* [Goal]:
Copy the stretch of material from the line containing "the lamp post?" through the line containing "229 93 L 229", replacing "welcome" with "appreciated" and leaving everything else unchanged.

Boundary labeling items
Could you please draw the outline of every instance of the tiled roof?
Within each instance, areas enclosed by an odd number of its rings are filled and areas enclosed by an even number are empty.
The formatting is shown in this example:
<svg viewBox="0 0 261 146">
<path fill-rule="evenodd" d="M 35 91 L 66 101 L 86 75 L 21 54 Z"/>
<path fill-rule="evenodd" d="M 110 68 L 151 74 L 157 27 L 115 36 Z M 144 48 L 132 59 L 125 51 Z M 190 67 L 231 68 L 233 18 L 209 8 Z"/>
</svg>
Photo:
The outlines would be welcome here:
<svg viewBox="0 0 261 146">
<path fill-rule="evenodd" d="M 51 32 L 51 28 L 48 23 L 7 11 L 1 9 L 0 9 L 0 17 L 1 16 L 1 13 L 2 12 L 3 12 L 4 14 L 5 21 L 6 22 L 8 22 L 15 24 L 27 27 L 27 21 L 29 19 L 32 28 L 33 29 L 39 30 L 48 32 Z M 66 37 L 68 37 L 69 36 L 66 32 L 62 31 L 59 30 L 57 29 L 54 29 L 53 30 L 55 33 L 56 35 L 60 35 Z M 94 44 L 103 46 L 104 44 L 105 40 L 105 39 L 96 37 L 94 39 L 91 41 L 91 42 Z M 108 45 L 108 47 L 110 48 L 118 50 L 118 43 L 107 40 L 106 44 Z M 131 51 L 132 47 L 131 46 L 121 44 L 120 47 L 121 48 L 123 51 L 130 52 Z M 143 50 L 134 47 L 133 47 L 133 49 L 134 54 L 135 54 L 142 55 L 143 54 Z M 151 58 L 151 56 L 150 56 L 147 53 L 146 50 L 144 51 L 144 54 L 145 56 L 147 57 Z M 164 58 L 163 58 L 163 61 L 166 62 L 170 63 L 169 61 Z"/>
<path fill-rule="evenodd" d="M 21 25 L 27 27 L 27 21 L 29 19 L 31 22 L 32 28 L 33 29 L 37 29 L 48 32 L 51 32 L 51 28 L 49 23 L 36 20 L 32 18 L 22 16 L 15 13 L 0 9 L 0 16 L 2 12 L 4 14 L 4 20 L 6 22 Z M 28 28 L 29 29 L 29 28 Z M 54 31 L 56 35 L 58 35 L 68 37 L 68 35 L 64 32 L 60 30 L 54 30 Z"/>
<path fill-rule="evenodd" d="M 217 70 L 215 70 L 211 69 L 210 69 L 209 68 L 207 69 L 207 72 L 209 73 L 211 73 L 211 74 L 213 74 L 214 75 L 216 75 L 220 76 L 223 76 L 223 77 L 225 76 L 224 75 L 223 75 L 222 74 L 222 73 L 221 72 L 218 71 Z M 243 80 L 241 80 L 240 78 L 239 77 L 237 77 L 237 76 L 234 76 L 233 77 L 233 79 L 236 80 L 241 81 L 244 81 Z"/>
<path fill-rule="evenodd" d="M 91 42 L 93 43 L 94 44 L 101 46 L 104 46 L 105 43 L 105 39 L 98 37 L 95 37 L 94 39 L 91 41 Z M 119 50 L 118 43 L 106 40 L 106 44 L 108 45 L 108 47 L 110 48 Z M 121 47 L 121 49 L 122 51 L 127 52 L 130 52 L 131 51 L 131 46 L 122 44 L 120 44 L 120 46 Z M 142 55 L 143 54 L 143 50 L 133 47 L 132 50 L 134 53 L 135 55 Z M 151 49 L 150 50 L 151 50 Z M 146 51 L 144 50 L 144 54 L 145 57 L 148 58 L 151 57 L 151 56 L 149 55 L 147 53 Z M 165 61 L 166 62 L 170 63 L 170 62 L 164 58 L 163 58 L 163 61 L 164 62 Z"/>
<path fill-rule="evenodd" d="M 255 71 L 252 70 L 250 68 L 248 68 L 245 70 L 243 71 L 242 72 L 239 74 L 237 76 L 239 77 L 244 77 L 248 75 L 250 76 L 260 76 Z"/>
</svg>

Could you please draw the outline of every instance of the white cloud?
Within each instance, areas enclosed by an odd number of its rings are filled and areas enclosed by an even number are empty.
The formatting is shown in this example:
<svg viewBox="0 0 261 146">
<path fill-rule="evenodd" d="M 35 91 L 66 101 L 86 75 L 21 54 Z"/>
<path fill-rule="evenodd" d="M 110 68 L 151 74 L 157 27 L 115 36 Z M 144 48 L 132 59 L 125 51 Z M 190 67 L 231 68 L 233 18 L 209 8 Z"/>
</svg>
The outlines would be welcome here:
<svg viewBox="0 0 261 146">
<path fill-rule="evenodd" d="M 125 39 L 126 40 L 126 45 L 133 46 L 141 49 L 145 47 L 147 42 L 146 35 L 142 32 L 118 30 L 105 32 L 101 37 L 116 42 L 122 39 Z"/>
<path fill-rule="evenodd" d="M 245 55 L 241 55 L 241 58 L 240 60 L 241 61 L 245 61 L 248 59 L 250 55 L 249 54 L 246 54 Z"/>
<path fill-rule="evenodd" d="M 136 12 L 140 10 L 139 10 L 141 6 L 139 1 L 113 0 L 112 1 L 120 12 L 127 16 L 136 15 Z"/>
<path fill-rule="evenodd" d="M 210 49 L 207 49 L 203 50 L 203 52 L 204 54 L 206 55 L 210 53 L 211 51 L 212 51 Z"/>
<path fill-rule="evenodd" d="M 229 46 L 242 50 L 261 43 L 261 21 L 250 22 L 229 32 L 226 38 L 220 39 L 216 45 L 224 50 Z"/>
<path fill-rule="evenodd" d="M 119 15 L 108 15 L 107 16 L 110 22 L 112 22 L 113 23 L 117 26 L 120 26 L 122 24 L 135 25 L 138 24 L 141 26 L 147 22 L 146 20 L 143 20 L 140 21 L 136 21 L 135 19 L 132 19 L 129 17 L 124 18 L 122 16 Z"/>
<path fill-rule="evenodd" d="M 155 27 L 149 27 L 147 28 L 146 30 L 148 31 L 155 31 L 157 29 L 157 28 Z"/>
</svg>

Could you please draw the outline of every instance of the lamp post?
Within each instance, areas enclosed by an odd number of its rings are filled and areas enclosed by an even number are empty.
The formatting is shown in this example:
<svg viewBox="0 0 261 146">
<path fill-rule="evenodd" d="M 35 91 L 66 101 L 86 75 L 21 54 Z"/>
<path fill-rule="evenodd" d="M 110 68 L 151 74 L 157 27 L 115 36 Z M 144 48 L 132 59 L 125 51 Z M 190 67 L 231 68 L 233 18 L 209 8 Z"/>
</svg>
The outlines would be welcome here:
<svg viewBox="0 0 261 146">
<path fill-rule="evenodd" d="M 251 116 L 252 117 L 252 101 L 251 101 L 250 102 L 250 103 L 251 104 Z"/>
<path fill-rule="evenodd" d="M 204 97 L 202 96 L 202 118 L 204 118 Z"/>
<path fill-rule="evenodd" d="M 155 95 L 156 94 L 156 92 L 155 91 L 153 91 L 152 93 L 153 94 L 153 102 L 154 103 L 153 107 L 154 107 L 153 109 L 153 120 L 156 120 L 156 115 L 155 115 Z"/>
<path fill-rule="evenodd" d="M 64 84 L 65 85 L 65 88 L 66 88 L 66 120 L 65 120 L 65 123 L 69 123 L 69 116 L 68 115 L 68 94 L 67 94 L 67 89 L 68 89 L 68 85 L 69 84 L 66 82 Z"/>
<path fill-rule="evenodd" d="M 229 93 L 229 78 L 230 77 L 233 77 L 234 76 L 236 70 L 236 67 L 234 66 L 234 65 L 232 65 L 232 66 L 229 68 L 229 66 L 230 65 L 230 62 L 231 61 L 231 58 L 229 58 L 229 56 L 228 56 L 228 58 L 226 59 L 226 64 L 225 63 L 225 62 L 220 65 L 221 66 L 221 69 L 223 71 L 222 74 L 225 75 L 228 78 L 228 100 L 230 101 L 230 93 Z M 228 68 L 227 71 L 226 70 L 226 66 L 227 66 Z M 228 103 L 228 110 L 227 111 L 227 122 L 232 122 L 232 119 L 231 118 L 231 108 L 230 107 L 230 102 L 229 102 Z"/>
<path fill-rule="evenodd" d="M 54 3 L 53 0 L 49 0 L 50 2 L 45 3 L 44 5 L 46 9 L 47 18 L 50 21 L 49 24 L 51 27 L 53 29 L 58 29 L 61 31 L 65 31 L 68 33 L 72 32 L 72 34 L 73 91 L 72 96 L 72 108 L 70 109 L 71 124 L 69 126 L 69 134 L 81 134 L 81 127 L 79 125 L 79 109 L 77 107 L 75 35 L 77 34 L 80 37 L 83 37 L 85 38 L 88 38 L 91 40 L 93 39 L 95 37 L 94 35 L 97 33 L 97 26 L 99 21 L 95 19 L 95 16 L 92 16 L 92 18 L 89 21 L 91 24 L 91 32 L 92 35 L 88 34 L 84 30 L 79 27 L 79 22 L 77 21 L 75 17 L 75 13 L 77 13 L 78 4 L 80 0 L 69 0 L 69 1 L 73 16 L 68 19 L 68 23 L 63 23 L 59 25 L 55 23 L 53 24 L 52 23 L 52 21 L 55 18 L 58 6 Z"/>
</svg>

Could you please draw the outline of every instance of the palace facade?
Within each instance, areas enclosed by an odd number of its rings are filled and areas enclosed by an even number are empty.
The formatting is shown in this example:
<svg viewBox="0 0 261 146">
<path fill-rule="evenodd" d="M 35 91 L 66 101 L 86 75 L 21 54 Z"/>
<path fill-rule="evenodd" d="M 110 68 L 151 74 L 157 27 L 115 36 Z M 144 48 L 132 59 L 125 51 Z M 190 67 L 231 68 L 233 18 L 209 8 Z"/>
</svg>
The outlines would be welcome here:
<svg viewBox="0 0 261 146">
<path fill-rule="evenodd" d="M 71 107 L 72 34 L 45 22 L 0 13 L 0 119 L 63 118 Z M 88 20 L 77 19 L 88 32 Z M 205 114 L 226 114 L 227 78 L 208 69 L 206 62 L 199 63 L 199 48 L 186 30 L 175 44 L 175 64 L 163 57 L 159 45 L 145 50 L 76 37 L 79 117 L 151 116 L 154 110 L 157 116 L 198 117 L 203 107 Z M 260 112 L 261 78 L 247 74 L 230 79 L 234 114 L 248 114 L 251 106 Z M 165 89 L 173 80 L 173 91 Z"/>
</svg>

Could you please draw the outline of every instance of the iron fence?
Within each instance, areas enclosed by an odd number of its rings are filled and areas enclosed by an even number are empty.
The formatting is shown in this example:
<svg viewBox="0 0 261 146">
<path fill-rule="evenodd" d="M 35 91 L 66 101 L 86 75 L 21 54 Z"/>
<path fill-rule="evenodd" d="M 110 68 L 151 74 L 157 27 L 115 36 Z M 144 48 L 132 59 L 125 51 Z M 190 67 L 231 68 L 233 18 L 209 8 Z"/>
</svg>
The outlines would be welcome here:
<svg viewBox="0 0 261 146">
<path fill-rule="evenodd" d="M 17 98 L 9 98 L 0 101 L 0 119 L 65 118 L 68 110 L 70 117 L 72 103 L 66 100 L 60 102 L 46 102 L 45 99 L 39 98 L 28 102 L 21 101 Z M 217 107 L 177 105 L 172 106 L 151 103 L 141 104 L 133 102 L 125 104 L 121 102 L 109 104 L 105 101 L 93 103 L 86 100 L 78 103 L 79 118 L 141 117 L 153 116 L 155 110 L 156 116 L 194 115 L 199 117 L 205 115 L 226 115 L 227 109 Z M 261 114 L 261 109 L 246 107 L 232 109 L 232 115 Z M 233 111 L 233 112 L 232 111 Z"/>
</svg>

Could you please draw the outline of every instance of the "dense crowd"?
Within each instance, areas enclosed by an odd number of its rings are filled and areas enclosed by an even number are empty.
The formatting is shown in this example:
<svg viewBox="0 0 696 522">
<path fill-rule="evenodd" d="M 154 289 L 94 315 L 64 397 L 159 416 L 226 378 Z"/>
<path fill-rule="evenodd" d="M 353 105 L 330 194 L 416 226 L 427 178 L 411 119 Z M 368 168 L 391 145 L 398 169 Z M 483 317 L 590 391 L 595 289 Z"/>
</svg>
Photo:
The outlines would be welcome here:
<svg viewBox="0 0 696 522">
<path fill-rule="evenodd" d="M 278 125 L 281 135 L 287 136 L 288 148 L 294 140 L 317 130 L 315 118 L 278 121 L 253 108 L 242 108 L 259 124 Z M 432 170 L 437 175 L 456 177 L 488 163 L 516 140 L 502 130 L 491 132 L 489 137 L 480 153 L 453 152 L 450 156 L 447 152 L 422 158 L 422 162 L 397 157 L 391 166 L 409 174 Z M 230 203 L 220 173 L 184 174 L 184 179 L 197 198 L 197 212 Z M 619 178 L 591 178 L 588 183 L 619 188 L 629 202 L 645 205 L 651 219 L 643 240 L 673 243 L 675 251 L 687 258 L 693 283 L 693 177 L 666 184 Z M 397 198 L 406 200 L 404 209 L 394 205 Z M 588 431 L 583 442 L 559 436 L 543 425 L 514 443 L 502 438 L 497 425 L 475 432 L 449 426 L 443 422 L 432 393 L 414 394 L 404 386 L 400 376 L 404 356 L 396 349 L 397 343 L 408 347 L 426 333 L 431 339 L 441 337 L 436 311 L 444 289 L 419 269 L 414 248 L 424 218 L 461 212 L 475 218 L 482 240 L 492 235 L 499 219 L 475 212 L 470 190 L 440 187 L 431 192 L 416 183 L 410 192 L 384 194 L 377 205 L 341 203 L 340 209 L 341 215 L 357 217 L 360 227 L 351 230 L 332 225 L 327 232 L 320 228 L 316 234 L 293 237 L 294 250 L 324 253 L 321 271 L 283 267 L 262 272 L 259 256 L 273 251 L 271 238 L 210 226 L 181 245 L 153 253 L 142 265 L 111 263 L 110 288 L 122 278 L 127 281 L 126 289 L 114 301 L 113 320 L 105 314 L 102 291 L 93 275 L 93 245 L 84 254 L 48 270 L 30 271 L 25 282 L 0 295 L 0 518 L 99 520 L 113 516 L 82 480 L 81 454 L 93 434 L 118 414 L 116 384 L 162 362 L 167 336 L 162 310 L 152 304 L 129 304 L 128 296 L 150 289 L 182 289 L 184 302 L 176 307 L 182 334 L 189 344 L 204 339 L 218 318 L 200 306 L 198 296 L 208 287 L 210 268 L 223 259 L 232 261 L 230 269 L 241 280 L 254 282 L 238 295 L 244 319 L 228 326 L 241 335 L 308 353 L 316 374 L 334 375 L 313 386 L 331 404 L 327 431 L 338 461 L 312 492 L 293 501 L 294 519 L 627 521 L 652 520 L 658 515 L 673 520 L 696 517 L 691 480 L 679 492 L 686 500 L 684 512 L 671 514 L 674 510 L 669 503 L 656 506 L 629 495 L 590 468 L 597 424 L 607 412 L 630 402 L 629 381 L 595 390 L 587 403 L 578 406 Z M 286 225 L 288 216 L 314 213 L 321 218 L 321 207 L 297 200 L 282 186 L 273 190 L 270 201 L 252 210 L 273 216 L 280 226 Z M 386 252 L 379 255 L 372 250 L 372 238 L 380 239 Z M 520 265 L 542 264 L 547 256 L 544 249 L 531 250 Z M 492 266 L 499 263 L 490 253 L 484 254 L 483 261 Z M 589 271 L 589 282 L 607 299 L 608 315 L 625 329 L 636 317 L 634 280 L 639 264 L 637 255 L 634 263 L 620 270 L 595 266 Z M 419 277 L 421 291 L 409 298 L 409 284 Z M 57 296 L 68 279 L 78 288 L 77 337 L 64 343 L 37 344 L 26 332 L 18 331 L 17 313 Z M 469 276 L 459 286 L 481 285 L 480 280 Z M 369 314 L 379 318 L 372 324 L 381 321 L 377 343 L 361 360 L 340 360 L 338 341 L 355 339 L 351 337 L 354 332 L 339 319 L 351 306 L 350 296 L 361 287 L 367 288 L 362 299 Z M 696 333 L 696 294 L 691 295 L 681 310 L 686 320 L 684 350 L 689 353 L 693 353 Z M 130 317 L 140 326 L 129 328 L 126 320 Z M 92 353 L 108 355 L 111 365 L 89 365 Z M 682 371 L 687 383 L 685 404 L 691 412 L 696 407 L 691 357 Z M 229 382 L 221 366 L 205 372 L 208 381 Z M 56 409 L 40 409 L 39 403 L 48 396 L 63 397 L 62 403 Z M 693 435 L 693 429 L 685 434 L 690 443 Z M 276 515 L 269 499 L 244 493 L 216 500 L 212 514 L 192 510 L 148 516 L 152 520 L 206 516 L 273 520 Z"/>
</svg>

* [Written answer]:
Could you please draw the outline of every instance of the lamp post?
Within each instance, areas enclosed by an odd number of its rings are filled and areas enclosed by an even number are empty.
The formatting is shown in this example:
<svg viewBox="0 0 261 146">
<path fill-rule="evenodd" d="M 35 91 L 66 101 L 86 75 L 21 54 Z"/>
<path fill-rule="evenodd" d="M 110 68 L 151 74 L 157 27 L 115 36 Z M 144 48 L 132 59 L 125 51 Z M 190 67 L 231 68 L 233 18 L 209 8 Z"/>
</svg>
The outlines would be appreciated here:
<svg viewBox="0 0 261 146">
<path fill-rule="evenodd" d="M 251 116 L 252 117 L 252 101 L 251 101 L 250 102 L 250 103 L 251 104 Z"/>
<path fill-rule="evenodd" d="M 204 97 L 202 96 L 202 118 L 204 118 Z"/>
<path fill-rule="evenodd" d="M 155 95 L 156 94 L 156 92 L 155 91 L 153 91 L 152 93 L 153 94 L 153 102 L 154 103 L 153 107 L 154 107 L 153 109 L 153 120 L 156 120 L 156 115 L 155 115 Z"/>
<path fill-rule="evenodd" d="M 64 84 L 65 85 L 65 88 L 66 88 L 66 120 L 65 120 L 65 123 L 69 123 L 69 116 L 68 115 L 68 94 L 67 94 L 67 89 L 68 89 L 68 85 L 69 84 L 66 82 Z"/>
<path fill-rule="evenodd" d="M 229 93 L 229 78 L 230 77 L 233 77 L 234 76 L 236 70 L 236 67 L 234 66 L 234 65 L 232 65 L 232 66 L 229 68 L 229 66 L 230 65 L 230 62 L 231 61 L 231 58 L 229 58 L 229 56 L 228 56 L 228 58 L 226 59 L 226 64 L 225 63 L 225 62 L 220 65 L 221 66 L 221 69 L 223 71 L 222 74 L 225 75 L 228 78 L 228 100 L 230 101 L 230 93 Z M 228 68 L 227 71 L 226 70 L 226 66 L 227 66 Z M 228 103 L 228 110 L 227 111 L 227 122 L 232 122 L 232 119 L 231 118 L 231 108 L 230 107 L 230 102 L 229 102 Z"/>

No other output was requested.